▸ **Data records**:
◆ ◆ ◆ ◆ ◆ ◆ ◆
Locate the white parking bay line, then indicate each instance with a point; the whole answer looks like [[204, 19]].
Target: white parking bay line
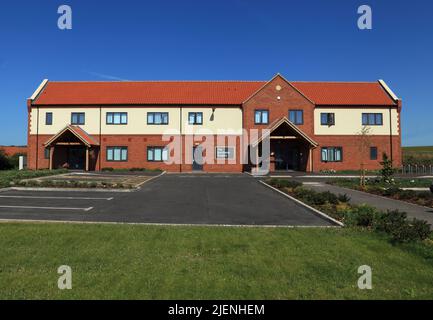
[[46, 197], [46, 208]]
◆ ◆ ◆ ◆ ◆ ◆ ◆
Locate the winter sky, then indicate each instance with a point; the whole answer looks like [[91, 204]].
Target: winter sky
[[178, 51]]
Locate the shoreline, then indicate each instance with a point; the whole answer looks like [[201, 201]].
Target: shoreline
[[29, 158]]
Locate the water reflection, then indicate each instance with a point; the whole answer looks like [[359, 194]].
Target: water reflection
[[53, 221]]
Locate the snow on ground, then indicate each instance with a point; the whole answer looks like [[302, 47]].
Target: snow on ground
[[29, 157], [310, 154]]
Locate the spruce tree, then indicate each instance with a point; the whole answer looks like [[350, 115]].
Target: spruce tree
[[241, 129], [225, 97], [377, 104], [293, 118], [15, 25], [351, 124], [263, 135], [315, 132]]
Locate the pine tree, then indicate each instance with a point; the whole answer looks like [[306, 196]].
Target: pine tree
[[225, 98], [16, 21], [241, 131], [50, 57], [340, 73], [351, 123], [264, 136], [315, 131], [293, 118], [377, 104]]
◆ ◆ ◆ ◆ ◆ ◆ ◆
Reproduce everything from the line containing "Locate the white" down to the line containing "[[46, 197], [46, 208]]", substituting "parking space" for "parking bay" and leaving all else unchanged. Omit the picture from your answer.

Locate the white parking space line, then indicate each instance with a point; the whole answer looks like [[204, 19]].
Target: white parking space line
[[46, 197], [46, 208]]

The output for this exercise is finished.